古时徽州一府六县,徽学又为3大地方学科之一。徽州多山多水,自唐代以来,儒学积淀,文化沉积。徽派建筑,徽菜,文房四宝,二程理学,地方剧种,徽州新安画派,以及鼎盛的徽商,共同构成了徽州地区的文化、精神、政治、思想内涵,为新安医学的产生发展奠定了历史基础。而新安医学又是中国传统医学的重要组成部分,发源于宋、盛极于明清及当代,有浓厚的地域特色,被称为明清中医药的“硅谷”。中医药发展中的七个主要学派中都有新安医学的代表人物[1]。新安医学多以世代相传,医者众多,医籍八百多种,一些新安流派中的小人物在中医药的各个方面都颇有建树,却不为大众所知,而江之兰正是其中之一。其著有《医津一筏》1卷,从内经中挑选14条经文,而后分条论述,是主要研究治则治法的医著[2]。江之兰对医理多有阐发,涉及众多方面,本文大致将其概括为十大学说,旨在还原其学术思想,以期有所阐发。

生平概述

江之兰,字含徴,号文若,自称香雪斋主人,寓居东陶,生卒年不详。一说含微,当为徴的讹字,清代安徽歙县人。江氏与同时代同邑清代著名文学家张潮友善,张氏作品《幽影梦》中有49条点评,《尺牍友声》保存江氏写给张潮的书信33封,《尺牍偶存》中保留张潮写给江氏的13封书信,《檀几丛书》中收录有江氏的《文房约》《香雪斋乐事》,而江氏著作《医津一筏》中张潮亦为之作序、作跋[3-4]。考张潮生于顺治八年(1650年),可知江之兰应当为顺治、康熙年间人。江之兰喜读书,早年因病研究方书,弹铗鼓琴之余,著书阐明医理。从现有的文字来看,江之兰颇有才识,富有风趣,深受张潮的赞赏。

__数据集__:
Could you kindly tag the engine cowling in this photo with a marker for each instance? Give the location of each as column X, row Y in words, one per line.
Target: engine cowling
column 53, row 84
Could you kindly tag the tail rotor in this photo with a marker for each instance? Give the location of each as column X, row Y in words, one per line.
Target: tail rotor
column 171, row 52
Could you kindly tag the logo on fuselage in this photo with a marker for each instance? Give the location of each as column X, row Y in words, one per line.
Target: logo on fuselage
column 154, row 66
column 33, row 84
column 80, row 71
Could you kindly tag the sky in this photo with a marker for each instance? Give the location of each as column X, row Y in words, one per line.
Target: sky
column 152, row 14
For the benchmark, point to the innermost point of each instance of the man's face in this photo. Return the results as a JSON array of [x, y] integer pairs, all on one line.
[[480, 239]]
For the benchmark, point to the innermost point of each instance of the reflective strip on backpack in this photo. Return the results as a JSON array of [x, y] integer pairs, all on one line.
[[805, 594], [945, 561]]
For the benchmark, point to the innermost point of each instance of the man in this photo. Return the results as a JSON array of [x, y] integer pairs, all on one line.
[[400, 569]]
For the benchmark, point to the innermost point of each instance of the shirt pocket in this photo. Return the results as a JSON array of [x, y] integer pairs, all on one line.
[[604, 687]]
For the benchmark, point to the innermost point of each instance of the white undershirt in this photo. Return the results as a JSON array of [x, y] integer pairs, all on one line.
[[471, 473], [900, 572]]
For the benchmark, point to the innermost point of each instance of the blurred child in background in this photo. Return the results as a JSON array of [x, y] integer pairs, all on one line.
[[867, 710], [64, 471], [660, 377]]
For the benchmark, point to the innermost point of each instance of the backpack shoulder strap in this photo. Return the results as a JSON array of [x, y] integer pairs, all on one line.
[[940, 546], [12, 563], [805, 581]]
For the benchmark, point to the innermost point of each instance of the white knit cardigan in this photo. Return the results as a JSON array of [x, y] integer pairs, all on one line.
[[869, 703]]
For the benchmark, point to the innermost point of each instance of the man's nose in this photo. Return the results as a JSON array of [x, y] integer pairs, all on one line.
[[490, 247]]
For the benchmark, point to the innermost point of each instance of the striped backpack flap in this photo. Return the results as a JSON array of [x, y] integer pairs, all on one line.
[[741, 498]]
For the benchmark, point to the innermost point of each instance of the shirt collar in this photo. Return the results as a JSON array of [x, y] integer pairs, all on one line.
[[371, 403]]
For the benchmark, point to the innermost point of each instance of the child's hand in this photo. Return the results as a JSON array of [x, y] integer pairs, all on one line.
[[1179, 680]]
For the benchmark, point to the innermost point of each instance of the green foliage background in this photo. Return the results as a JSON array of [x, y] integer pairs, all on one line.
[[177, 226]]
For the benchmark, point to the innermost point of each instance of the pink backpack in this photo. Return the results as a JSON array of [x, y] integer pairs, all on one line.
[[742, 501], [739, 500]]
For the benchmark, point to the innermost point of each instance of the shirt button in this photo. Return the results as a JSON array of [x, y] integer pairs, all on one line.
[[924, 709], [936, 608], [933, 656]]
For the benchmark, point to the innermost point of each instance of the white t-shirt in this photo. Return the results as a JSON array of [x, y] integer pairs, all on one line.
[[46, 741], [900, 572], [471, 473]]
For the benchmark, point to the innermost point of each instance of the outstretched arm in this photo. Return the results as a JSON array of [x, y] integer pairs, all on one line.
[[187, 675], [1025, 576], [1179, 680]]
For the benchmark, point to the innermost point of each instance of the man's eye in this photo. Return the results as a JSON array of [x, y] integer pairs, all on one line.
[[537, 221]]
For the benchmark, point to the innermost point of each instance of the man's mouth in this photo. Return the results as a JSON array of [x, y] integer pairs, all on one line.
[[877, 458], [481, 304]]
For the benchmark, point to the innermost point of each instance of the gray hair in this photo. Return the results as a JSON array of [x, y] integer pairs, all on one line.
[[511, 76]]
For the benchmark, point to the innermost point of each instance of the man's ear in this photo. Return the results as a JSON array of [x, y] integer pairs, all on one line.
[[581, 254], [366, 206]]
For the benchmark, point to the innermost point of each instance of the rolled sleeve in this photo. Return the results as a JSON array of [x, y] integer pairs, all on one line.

__待办任务__: 请把阅读选段中从“江之兰,字含徴,号文若,自称”开始、到“之兰颇有才识,富有风趣,深受张潮的赞赏。”结束的部分重写一遍,并将其中的“书信”替换为“信札”。 请只依据阅读选段作答,不要参考其他任何材料。

__本题答案__:
江之兰,字含徴,号文若,自称香雪斋主人,寓居东陶,生卒年不详。一说含微,当为徴的讹字,清代安徽歙县人。江氏与同时代同邑清代著名文学家张潮友善,张氏作品《幽影梦》中有49条点评,《尺牍友声》保存江氏写给张潮的信札33封,《尺牍偶存》中保留张潮写给江氏的13封信札,《檀几丛书》中收录有江氏的《文房约》《香雪斋乐事》,而江氏著作《医津一筏》中张潮亦为之作序、作跋[3-4]。考张潮生于顺治八年(1650年),可知江之兰应当为顺治、康熙年间人。江之兰喜读书,早年因病研究方书,弹铗鼓琴之余,著书阐明医理。从现有的文字来看,江之兰颇有才识,富有风趣,深受张潮的赞赏。